Work to do: Please print all of the material below, word for word.

Labeled-object pointing entries
# # # # #

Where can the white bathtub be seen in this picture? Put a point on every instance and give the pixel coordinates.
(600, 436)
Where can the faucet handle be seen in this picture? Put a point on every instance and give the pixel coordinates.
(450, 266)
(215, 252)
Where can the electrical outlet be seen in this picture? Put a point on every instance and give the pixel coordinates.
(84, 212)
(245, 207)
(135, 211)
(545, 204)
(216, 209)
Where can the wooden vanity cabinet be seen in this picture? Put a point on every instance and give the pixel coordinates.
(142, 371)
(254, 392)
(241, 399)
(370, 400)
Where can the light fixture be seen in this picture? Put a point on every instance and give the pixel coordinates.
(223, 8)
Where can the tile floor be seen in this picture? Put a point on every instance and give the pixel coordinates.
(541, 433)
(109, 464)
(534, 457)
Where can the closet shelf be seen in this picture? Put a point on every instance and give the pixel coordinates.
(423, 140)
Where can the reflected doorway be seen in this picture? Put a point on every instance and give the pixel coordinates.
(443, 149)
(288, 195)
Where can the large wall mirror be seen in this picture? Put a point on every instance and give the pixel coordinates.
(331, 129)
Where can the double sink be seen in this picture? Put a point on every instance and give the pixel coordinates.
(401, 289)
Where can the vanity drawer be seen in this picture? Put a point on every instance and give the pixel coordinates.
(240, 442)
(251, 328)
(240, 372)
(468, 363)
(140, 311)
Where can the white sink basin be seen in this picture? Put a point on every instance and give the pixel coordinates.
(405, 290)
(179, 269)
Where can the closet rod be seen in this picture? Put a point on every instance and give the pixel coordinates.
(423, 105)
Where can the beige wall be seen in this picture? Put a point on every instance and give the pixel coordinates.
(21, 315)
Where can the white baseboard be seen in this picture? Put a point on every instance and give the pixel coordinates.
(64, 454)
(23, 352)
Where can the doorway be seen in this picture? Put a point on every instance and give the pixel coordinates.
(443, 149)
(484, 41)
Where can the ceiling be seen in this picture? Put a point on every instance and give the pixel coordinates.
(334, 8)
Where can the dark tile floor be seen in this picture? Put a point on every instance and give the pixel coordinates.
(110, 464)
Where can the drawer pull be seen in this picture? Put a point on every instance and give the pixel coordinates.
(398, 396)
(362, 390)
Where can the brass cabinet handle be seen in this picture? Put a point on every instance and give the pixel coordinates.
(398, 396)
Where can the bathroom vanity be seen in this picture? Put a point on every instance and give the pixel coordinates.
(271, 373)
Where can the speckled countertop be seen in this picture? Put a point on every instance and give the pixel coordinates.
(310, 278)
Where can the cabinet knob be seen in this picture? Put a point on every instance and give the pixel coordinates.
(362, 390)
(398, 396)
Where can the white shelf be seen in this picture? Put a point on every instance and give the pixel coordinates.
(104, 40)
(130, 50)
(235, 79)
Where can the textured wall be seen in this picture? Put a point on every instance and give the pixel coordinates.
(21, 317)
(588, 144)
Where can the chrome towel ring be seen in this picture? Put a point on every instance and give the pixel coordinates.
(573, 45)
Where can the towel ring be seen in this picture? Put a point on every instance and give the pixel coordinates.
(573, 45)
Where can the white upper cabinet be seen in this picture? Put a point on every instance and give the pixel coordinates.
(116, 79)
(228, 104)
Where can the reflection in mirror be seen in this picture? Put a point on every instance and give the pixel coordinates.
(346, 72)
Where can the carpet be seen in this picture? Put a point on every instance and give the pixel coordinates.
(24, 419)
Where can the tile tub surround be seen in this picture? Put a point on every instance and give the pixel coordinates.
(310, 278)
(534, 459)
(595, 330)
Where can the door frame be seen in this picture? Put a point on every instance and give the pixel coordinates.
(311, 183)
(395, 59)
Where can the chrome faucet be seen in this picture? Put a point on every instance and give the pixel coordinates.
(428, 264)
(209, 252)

# # # # #

Completed task:
Where can the white bathtub be seen in this picture? Put a point on every instance and give the pixel coordinates.
(600, 436)
Where can the faucet handle be seen in this picture? Put a point on every instance and give the pixel coordinates.
(450, 266)
(215, 252)
Where can the electrical outlet be seen in this picture? Put a point on every instance and give the pixel coordinates.
(84, 212)
(245, 207)
(135, 211)
(545, 204)
(216, 209)
Where can the wooden vanity cabinet be seen in this picture? Put a point on every instance and give the pixel coordinates.
(142, 371)
(254, 392)
(241, 399)
(370, 400)
Where can the light fixture be seen in this picture? Put a point on every instance and give the pixel coordinates.
(223, 8)
Where can the tile floor be seen in this picture? Put a point on every instance and give the pixel coordinates.
(541, 433)
(109, 464)
(534, 457)
Where can the closet shelf be seen in this picture? Put a point on every instance and give the pixel coordinates.
(423, 140)
Where can the reflected doorway be seen in this picture? Put a point on every instance and give the pixel coordinates.
(443, 149)
(288, 195)
Where can the large wall mirror be seen in this picture? Put a point on every instance and give the pixel coordinates.
(331, 129)
Where can the double sink be seen in this picture? Put a point on every instance and give the pixel coordinates.
(401, 289)
Where can the vanity drawer be seen in this picture? Put a point on every instance and give the pixel coordinates.
(240, 442)
(251, 328)
(240, 372)
(468, 363)
(140, 311)
Where can the white sink basin be seen in this picture? Put a point on every instance and give the pixel coordinates.
(405, 290)
(179, 269)
Where can the closet rod be seen in this picture? Put a point on every instance and give the pixel coordinates.
(423, 105)
Where can the beige wall be seen in this picture? Put a point on every instance and give the pixel coordinates.
(21, 315)
Where can the white baseboard be seen in this picture? Put a point on every instance and give the pixel coordinates.
(64, 454)
(23, 352)
Where can the doorway be seen in this picture? Put a point on every instance and give the pixel coordinates.
(443, 149)
(484, 41)
Where can the ceiling be seen in this picture? Put a point on every instance and give the pixel coordinates.
(334, 8)
Where can the dark tile floor be seen in this picture? Put a point on every instance and give the pixel coordinates.
(110, 464)
Where can the drawer pull be seen in this picture? Put a point on every instance and give the pixel coordinates.
(398, 396)
(362, 390)
Where can the brass cabinet handle be seen in this picture? Put a point on every instance and give the pixel coordinates.
(398, 396)
Where can the bathroom vanity be seen in this picture? Put a point on every instance and give the pixel coordinates.
(271, 373)
Where can the speckled countertop be seen in this picture? Put a point on every instance and give the pixel coordinates.
(310, 278)
Where can the cabinet knob be seen in this picture? Put a point on every instance and give the pixel coordinates.
(362, 390)
(398, 396)
Where can the white shelf be seen in this picture? Put a point on every instance and give the pixel coordinates.
(104, 40)
(130, 50)
(235, 79)
Where can the textured wall be seen in this picture? Put a point on every instance and give the pixel coordinates.
(21, 317)
(588, 144)
Where can the chrome towel ring be seen in this picture? Put a point on every instance and give the pixel coordinates.
(573, 45)
Where can the towel ring be seen in this picture? Put a point on every instance and give the pixel coordinates.
(573, 45)
Where can the white upper cabinet be seen in this picture? Put a point on every instance and give the pixel coordinates.
(116, 79)
(228, 104)
Where can the reflection in mirror be seen in this picture? Put a point on every instance and give the pixel coordinates.
(346, 72)
Where can the carpet be seen in this picture? Put a point on every instance and give the pixel coordinates.
(24, 419)
Where can the tile tub surround be seen in this picture? Put a point on every instance and give the pixel coordinates.
(310, 278)
(534, 459)
(595, 330)
Where can the door frame be seen in this picture? Put a point on every instance and give the pixel coordinates.
(311, 183)
(395, 59)
Where can the chrome faucet be seen in this picture? Put a point on every instance and give the pixel coordinates.
(428, 264)
(209, 252)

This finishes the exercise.